* start Supplied records *

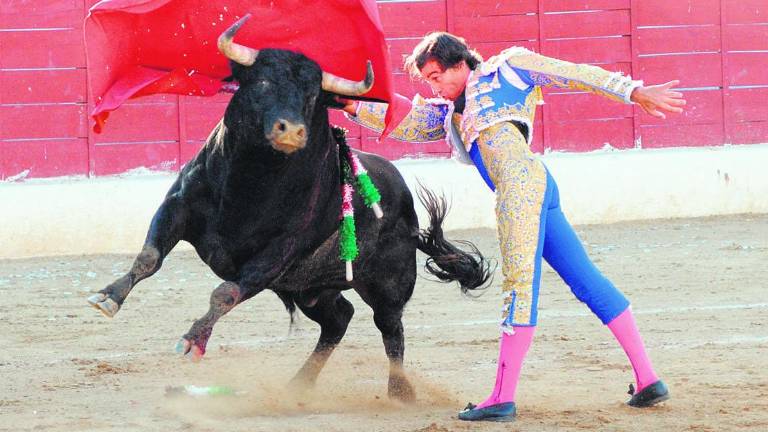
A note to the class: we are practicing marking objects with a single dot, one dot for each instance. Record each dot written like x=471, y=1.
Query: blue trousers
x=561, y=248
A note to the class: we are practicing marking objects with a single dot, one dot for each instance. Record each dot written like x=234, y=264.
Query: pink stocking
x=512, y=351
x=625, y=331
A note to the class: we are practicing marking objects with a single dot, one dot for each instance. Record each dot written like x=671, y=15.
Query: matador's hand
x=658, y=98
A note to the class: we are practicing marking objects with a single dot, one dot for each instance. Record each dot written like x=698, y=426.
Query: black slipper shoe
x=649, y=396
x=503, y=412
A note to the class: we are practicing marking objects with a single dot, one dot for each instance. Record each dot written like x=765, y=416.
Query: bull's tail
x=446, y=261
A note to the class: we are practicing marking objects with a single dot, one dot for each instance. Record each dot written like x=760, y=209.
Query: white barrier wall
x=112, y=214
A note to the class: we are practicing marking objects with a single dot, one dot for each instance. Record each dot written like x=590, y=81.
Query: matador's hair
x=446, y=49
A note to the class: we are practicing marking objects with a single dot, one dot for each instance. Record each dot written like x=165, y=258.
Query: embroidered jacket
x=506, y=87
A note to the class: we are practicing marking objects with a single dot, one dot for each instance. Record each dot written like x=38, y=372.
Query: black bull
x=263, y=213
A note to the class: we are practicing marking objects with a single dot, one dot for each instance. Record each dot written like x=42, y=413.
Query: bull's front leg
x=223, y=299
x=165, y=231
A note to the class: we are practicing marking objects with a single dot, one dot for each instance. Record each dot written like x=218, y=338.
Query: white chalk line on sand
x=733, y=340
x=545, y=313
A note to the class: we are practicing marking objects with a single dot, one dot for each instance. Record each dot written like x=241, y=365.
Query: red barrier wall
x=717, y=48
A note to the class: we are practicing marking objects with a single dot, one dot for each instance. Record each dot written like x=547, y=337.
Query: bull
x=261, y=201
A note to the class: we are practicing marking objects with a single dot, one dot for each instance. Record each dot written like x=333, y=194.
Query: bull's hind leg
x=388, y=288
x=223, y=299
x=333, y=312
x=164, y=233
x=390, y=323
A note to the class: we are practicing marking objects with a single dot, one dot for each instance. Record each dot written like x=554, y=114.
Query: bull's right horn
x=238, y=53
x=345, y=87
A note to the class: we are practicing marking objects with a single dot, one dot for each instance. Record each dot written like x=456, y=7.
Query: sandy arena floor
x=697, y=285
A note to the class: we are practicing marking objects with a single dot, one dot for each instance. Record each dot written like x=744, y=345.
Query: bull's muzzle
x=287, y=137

* end Supplied records *

_Aim of the exercise:_
Rescale the items from the line that contains "like x=456, y=7." through the line that contains "x=697, y=285", writing out every line again, requests included. Multiply each answer coordinate by 2.05 and round it to a whole number, with halves going up, and leave the numbers in the requests and their format samples unchanged.

_The answer:_
A note to the class: we are practicing marking objects with a single dot, one dot for each instance. Record each dot written like x=456, y=7.
Query: sandy arena floor
x=1429, y=584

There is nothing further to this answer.